##### Material for this task

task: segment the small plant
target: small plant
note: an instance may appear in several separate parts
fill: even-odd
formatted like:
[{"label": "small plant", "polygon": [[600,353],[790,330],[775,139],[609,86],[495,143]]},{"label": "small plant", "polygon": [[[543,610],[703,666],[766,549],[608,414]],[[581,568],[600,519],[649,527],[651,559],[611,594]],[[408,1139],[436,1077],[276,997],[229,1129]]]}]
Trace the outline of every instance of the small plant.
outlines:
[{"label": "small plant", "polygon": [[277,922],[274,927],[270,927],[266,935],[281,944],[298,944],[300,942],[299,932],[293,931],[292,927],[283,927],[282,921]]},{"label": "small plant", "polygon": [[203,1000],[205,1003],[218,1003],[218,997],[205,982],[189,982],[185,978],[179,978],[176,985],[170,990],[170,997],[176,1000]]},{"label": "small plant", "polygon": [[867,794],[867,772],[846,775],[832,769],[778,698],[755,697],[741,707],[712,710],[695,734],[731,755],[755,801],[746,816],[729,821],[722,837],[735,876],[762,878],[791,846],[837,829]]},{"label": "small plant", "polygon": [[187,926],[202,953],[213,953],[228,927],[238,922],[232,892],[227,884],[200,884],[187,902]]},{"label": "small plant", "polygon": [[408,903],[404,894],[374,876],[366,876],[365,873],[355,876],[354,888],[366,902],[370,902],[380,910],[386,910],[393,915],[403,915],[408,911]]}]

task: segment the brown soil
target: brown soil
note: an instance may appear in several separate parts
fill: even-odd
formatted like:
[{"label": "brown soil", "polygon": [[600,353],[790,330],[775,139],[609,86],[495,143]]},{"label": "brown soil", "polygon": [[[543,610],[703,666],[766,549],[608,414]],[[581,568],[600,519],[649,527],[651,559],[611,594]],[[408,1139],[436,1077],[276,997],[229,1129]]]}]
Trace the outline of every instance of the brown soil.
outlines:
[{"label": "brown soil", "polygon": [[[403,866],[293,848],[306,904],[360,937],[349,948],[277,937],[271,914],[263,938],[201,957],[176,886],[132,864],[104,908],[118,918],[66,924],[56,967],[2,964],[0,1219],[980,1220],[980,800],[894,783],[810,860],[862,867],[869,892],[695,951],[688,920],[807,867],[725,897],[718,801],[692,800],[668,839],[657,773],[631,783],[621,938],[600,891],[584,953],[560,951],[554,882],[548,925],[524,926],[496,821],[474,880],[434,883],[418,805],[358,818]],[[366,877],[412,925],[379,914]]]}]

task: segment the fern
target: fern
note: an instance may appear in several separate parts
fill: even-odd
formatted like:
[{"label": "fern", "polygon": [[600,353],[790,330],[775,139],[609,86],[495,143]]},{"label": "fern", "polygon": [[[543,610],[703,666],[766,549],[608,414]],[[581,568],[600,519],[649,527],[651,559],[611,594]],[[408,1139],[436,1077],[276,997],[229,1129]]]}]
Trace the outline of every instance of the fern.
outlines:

##########
##### Material for this task

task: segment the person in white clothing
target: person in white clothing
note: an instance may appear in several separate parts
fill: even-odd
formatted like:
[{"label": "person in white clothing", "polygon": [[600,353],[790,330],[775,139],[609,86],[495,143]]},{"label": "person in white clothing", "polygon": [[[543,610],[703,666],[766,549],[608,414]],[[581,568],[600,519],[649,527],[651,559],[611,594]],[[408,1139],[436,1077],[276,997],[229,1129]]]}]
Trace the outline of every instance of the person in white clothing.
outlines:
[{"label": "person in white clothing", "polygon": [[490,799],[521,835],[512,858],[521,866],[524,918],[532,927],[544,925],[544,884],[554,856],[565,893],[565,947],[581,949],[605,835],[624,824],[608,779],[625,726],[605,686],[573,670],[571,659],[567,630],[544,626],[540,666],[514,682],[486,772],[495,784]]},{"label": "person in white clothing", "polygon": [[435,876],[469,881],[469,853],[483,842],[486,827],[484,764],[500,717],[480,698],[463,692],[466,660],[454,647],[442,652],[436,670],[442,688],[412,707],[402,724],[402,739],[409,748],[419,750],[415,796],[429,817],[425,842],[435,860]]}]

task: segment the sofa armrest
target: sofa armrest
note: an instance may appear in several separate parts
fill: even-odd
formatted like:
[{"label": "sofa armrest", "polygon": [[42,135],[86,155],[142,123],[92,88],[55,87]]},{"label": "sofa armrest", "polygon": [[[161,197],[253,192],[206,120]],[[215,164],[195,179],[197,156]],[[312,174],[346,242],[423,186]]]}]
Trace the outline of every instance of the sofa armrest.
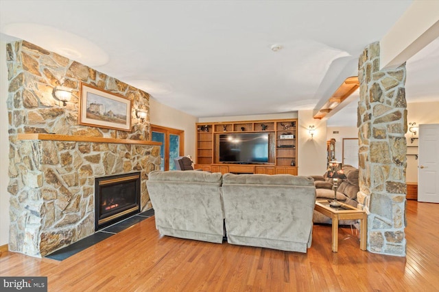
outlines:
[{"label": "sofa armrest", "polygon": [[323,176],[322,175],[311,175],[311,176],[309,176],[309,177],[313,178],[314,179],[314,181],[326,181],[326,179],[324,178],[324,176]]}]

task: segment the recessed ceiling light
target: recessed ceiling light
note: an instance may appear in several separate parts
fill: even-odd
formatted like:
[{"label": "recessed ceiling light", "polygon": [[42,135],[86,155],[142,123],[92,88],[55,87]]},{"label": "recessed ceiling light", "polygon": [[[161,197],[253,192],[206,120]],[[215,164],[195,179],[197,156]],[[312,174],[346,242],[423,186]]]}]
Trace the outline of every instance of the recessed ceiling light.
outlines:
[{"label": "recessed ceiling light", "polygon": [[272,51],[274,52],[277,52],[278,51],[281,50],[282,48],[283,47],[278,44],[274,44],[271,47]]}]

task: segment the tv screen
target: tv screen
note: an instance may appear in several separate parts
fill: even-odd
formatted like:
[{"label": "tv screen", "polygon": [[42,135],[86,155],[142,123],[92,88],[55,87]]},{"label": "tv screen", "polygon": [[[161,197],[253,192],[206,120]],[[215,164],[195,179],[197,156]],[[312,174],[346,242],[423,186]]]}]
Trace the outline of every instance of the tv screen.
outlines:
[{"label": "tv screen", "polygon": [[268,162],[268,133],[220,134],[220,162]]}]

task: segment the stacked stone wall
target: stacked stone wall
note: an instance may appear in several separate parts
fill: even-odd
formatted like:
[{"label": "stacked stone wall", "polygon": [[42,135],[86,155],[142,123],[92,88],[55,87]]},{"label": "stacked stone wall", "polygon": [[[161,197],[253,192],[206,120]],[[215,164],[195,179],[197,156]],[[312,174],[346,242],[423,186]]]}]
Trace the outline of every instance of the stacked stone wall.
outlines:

##########
##### Material for this task

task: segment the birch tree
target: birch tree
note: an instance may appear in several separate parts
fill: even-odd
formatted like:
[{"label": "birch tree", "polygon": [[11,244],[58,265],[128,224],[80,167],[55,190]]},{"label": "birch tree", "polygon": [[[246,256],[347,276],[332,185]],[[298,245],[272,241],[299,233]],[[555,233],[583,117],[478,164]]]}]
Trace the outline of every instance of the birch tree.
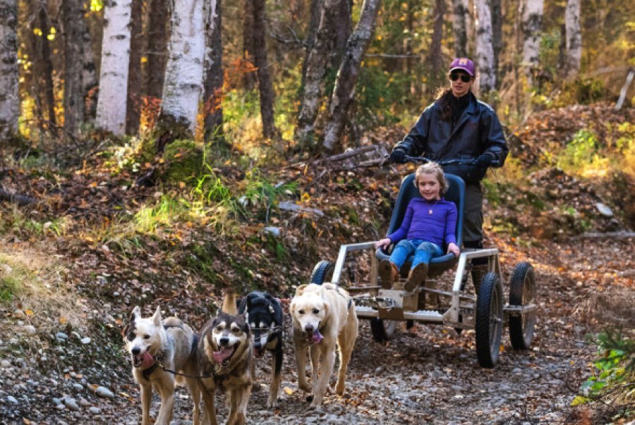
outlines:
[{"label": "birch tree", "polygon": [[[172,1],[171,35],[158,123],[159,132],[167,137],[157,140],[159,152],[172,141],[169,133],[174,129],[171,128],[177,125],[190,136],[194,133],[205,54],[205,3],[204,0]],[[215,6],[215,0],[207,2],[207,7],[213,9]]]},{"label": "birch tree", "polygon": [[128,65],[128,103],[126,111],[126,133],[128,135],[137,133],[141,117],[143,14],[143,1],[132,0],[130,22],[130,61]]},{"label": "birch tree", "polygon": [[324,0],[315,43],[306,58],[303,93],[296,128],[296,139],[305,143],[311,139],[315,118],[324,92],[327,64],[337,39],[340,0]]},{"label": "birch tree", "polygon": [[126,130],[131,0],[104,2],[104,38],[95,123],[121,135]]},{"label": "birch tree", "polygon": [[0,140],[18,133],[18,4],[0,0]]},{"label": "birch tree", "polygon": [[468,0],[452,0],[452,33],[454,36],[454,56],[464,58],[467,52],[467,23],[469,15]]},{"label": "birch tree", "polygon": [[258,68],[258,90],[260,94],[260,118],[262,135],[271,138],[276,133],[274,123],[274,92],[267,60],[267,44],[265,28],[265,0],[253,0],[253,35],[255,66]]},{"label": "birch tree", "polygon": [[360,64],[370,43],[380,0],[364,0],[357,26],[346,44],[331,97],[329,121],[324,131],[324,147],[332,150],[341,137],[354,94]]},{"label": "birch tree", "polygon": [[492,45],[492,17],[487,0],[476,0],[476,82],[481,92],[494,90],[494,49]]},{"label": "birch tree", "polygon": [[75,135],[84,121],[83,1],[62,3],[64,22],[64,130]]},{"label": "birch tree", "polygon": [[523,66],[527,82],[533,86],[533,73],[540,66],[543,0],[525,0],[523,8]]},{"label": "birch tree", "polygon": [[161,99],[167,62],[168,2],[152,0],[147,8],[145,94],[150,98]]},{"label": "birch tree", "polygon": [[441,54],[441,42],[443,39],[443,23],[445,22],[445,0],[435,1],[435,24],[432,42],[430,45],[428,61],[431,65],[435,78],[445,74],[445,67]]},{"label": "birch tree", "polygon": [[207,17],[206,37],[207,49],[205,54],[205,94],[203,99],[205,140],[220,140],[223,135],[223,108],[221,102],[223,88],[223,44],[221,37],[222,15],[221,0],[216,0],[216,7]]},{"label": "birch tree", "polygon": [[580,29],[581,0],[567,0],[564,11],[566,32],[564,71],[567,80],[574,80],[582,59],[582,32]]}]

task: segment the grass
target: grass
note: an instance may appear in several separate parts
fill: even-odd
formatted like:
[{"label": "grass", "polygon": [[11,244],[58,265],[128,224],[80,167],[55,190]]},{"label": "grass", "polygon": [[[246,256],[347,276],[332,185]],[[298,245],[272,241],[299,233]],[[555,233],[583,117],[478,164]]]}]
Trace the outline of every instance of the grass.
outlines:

##########

Please extract every line of the entries above that contains the string "light". Case counts.

task: segment the recessed ceiling light
target: recessed ceiling light
[{"label": "recessed ceiling light", "polygon": [[42,135],[86,155],[142,123],[92,88],[55,87]]},{"label": "recessed ceiling light", "polygon": [[[161,197],[253,192],[206,120]],[[215,164],[195,179],[197,156]],[[312,174],[346,242],[423,186]]]}]
Trace the outline of every instance of the recessed ceiling light.
[{"label": "recessed ceiling light", "polygon": [[272,51],[274,52],[277,52],[278,51],[281,50],[282,48],[283,47],[278,44],[274,44],[271,47]]}]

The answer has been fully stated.